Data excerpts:

|---|

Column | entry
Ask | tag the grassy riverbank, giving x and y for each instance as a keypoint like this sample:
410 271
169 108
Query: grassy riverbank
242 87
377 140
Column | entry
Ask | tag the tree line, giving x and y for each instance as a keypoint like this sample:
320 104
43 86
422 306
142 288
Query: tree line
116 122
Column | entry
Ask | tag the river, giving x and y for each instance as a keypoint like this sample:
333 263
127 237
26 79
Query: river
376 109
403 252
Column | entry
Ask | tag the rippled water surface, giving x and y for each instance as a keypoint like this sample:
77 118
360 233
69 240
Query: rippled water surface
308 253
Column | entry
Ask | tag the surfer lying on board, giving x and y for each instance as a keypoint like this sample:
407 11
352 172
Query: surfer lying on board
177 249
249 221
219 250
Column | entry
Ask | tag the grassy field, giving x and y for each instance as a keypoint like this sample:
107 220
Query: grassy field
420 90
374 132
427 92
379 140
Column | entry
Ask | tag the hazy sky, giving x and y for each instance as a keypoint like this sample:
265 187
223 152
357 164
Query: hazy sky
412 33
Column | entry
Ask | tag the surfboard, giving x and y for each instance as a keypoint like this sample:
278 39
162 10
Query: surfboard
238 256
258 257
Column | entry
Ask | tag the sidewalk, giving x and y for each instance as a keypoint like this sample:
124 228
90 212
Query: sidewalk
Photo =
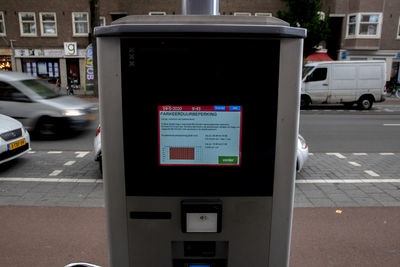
55 236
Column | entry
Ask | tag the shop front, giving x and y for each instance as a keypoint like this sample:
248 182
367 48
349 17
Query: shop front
5 60
52 64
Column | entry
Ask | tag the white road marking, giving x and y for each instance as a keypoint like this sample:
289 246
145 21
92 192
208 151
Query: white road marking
340 156
55 173
346 181
372 173
81 154
49 180
69 163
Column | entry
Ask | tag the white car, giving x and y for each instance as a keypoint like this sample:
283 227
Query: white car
302 152
14 139
37 105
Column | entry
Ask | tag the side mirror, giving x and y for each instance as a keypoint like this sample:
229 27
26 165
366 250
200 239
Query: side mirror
19 97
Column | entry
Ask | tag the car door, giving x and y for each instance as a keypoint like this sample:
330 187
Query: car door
316 85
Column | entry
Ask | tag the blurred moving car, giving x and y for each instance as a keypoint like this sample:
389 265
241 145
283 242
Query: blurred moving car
81 264
97 147
14 139
302 152
37 105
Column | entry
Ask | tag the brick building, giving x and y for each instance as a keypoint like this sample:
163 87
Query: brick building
48 39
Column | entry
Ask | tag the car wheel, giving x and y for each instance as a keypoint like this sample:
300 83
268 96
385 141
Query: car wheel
46 126
365 103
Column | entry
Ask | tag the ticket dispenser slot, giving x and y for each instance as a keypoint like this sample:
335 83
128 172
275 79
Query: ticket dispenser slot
201 216
200 253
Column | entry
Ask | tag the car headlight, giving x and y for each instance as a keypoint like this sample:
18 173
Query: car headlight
73 112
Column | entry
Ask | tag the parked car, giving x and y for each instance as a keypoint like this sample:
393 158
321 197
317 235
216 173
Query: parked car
14 139
344 82
37 105
302 152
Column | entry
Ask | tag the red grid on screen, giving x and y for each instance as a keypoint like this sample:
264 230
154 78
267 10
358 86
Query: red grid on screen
181 153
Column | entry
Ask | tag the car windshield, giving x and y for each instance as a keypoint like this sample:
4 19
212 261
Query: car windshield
40 87
306 70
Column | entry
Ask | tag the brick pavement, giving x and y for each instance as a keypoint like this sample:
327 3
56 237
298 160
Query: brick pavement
333 180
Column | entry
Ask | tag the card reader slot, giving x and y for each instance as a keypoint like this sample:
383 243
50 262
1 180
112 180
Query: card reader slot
150 215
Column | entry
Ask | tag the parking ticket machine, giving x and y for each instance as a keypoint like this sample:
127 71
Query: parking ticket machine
199 119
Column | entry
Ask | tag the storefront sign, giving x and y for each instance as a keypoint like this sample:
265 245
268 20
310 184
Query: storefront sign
89 71
71 49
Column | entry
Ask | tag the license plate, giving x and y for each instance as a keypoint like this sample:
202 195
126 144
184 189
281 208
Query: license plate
16 144
90 117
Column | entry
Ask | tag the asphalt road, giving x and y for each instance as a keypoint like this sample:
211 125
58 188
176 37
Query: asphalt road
348 221
351 133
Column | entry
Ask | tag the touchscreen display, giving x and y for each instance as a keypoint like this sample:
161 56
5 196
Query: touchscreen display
199 135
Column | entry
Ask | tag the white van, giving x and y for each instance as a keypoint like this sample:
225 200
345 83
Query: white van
344 82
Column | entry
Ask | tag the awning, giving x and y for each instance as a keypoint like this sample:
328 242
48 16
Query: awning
319 56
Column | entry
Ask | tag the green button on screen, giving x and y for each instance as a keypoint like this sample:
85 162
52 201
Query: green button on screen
228 160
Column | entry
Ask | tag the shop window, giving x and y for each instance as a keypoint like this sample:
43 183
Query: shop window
102 21
9 93
80 23
5 63
2 24
263 14
27 23
48 24
364 25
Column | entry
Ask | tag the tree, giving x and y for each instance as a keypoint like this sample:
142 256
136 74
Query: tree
307 14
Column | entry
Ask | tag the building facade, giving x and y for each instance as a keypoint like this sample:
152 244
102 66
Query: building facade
366 30
48 39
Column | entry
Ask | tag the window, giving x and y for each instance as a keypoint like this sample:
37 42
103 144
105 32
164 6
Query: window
364 25
27 23
48 24
2 24
80 23
10 93
319 74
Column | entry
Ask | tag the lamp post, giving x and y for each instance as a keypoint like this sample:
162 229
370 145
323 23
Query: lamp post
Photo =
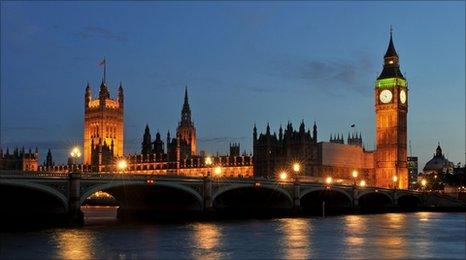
75 154
423 184
329 180
362 183
208 163
395 180
296 169
283 176
218 171
122 165
355 177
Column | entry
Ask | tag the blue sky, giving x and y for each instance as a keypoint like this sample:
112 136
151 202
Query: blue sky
243 62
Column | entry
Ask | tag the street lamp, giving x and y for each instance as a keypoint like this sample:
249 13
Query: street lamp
75 154
218 171
329 180
122 165
395 179
296 169
208 161
355 176
423 183
283 175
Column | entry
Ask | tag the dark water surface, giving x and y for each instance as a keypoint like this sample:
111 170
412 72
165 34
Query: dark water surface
392 235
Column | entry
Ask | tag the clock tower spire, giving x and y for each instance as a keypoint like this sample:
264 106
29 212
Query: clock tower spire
391 110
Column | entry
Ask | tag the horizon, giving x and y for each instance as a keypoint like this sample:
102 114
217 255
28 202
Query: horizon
316 80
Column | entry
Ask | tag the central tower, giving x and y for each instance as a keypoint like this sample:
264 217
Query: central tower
391 108
103 126
186 132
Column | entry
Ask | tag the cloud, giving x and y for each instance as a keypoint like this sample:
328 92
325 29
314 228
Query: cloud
220 139
333 76
100 32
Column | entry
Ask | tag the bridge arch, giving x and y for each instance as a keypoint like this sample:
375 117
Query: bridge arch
373 192
41 188
116 184
375 200
248 197
242 186
336 189
409 200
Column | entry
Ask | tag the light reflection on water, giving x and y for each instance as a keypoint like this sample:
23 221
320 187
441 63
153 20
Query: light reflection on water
389 236
74 244
295 240
207 238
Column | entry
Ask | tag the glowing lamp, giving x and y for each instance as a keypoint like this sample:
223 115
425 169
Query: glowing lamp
296 167
283 176
362 183
122 165
208 161
329 180
75 152
218 170
423 182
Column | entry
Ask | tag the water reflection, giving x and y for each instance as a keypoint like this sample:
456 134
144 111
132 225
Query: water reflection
296 243
74 244
424 216
355 227
392 236
207 238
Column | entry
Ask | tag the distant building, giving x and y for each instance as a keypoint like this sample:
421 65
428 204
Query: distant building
413 171
318 160
273 153
19 160
439 164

|---|

§ EXERCISE GOAL: Strip out the images, then output the records above word for word.

§ OUTPUT FOR THIS EXERCISE:
Column | entry
Ask | tag the grassy riverbank, giving x and y for each instance as a keypoint like this sample:
410 271
169 108
Query: grassy riverbank
242 87
377 140
Column | entry
Ask | tag the tree line, giving x and y for each instance as a keypoint like this sample:
320 104
43 86
422 306
142 288
Query: tree line
116 122
Column | entry
Ask | tag the river, giving x and y for each instance as a keypoint like this sample:
333 263
127 237
26 79
Query: river
376 109
403 252
Column | entry
Ask | tag the rippled water surface, giving x and y for each instance as a keypoint like this sample:
77 118
360 233
69 240
Query: rippled water surface
308 253
Column | entry
Ask | tag the surfer lying on board, giving x and y for each instance as a keypoint like this sample:
407 11
352 172
Query: surfer lying on board
177 249
249 221
219 250
Column | entry
Ask | tag the grassy field, giving x and y for each instance as a keypoint like this sample:
107 220
Query: grassy field
420 90
374 132
427 92
379 140
Column | entry
Ask | tag the hazy sky, giving x and y for each instance as a keypoint like this sample:
265 187
223 152
357 164
Query: hazy sky
412 33
Column | entry
Ask | tag the surfboard, giving x and y for each instance as a keypoint like this sample:
278 39
162 10
Query: surfboard
238 256
258 257
Column | entry
Ask | tag the sidewalk, giving x and y for each instance as a keypoint like this sample:
124 228
90 212
Query: sidewalk
Photo =
55 236
Column | entry
Ask | tag the shop front, giving x and y for each instance as a keypoint like this sample:
248 182
367 48
349 17
Query: shop front
5 60
52 64
Column | entry
Ask | tag the white road marking, giving x and y for each instance as a keypoint like this sample:
289 246
145 21
92 192
208 151
Query: white road marking
340 156
55 173
346 181
372 173
81 154
49 180
69 163
Column | entry
Ask | tag the white car, giving x and y for each instance as a keypoint like this sample:
283 227
Query: white car
302 152
14 139
37 105
Column | entry
Ask | tag the side mirror, giving x and y for each instance as a keypoint like this sample:
229 27
26 165
366 250
200 239
Query: side mirror
19 97
Column | entry
Ask | tag the car door, giving x and y for each instance as a keypoint like this sample:
330 187
Query: car door
316 85
Column | entry
Ask | tag the blurred moving car, giving x and y for each instance as a keypoint like this sample:
389 265
241 145
283 242
Query: blurred moving car
81 264
97 147
14 139
302 152
37 105
Column | entry
Ask | tag the brick building, giving x and y for each instance as a keypoint like this sample:
163 87
Query: brick building
48 39
Column | entry
Ask | tag the car wheel, giving x and y for each instance as a keypoint like this sample:
300 83
268 96
385 141
Query: car wheel
46 126
365 103
Column | entry
Ask | tag the ticket dispenser slot, giving x and y for each instance as a keypoint like this sample:
335 83
128 172
275 79
Query: ticket dispenser slot
201 216
200 253
Column | entry
Ask | tag the car headlight, giving x and y for each instance as a keypoint like this sample:
18 173
Query: car headlight
73 112
Column | entry
Ask | tag the parked car, giving x and y for each instance as a keypoint like this sample:
393 158
321 197
317 235
216 173
Query: parked car
14 139
344 82
37 105
302 152
Column | entry
Ask | tag the red grid on screen, giving x and y for each instance as a keypoint like this sample:
264 230
154 78
267 10
358 86
Query: red grid on screen
181 153
Column | entry
Ask | tag the car windshield, giving x and y for each instance as a keypoint like this sample:
4 19
212 261
Query: car windshield
40 87
306 70
Column | entry
Ask | tag the brick pavement, giving x and y for each instance as a keypoint like this sample:
327 3
56 237
298 160
Query: brick pavement
333 180
Column | entry
Ask | tag the card reader slot, giving x and y for each instance as a keypoint like this sample:
383 243
50 262
1 180
112 180
Query: card reader slot
150 215
Column | entry
Ask | tag the parking ticket machine, giving x and y for each instance as a keypoint like this sample:
127 71
Query: parking ticket machine
199 119
Column | entry
Ask | tag the storefront sign, giving x and y for each instance as a keypoint like this sample:
265 245
268 20
310 184
Query: storefront sign
89 71
71 49
Column | entry
Ask | tag the license plate, giving x and y for each instance as a keypoint like this sample:
202 195
126 144
184 189
281 208
Query: license plate
16 144
90 117
Column | entry
Ask | tag the asphalt road, giving x and y for each instance as a keypoint like this sample:
211 125
58 188
176 37
Query: asphalt road
348 221
351 133
Column | entry
Ask | tag the touchscreen display, giving x and y for each instance as a keypoint like this sample:
161 56
5 196
Query: touchscreen display
199 135
Column | entry
Ask | tag the white van, giving x and y for each instance as a keypoint like this sample:
225 200
345 83
Query: white van
344 82
Column | entry
Ask | tag the awning, giving x and y for each instance as a keypoint like this sample:
328 242
48 16
Query: awning
319 56
Column | entry
Ask | tag the green button on screen, giving x and y for each instance as a keypoint like this sample:
85 162
52 201
Query: green button on screen
228 160
Column | entry
Ask | tag the shop window, giving x and y for each instance as a keypoint like this sample:
43 183
Query: shop window
102 21
9 93
80 23
5 63
2 24
263 14
27 23
48 24
364 25
Column | entry
Ask | tag the tree, giving x and y for each instance as a keypoint like this sample:
142 256
136 74
Query: tree
307 14
Column | entry
Ask | tag the building facade, giving x and y for each instance as a keypoint like this sample:
152 244
102 66
Query: building facade
366 30
48 39
Column | entry
Ask | tag the window, giving x and y for each instance as a keypoint like this sample:
37 42
103 144
105 32
164 6
Query: window
364 25
27 23
48 24
2 24
80 23
10 93
319 74
Column | entry
Ask | tag the lamp post, giving x and y for each instance as a keypoint like this sample:
162 229
370 145
323 23
Query: lamp post
Photo =
75 154
423 184
329 180
362 183
208 163
395 180
296 169
283 176
218 171
122 165
355 177
Column | entry
Ask | tag the blue sky, giving x and y for each instance as a keypoint like this sample:
112 136
151 202
Query: blue sky
243 62
Column | entry
Ask | tag the street lamp, giving x and y for each instance as a keypoint like this sample:
249 13
Query: street lamp
75 154
218 171
329 180
122 165
395 179
296 169
208 161
355 176
423 183
283 175
Column | entry
Ask | tag the dark water surface, giving x and y for each instance as a keypoint like this sample:
111 170
412 72
165 34
Query: dark water surface
392 235
Column | entry
Ask | tag the clock tower spire, giving x and y for each instance as a keypoint like this sample:
264 106
29 212
Query: clock tower spire
391 110
Column | entry
Ask | tag the horizon, giving x and y for each instance as a keypoint like this sample:
102 114
217 255
28 202
Query: horizon
316 80
Column | entry
Ask | tag the central tower, giving x and y for each instance as a keypoint like this sample:
264 217
Query: central tower
391 108
103 126
186 132
Column | entry
Ask | tag the cloud, giving x and y for each instance as a keypoint like this sample:
328 92
325 29
314 228
Query: cloud
220 139
333 76
100 32
Column | entry
Ask | tag the bridge arch, giving x and y for each instance as a keypoint like this sample:
375 117
Query: bridge arch
373 192
41 188
116 184
375 200
248 197
242 186
336 189
409 200
Column | entry
Ask | tag the light reflection on water, giving x and y for each instance as a keypoint like this sample:
23 221
320 187
441 63
153 20
Query: light reflection on water
389 236
74 244
295 240
207 238
Column | entry
Ask | tag the glowing lamp, giving x and y for each instance as a keypoint like this sample:
223 115
425 169
Query: glowing lamp
296 167
283 176
362 183
122 165
208 161
329 180
75 152
218 170
423 182
Column | entry
Ask | tag the water reflection, giving x and y for each instance as a keypoint like this sample:
456 134
144 111
132 225
Query: water reflection
296 243
74 244
424 216
355 227
392 236
207 238
Column | entry
Ask | tag the distant building, giving x and y for each instance as a keypoint like this sample:
421 65
428 204
Query: distant building
413 171
318 160
273 153
19 160
439 164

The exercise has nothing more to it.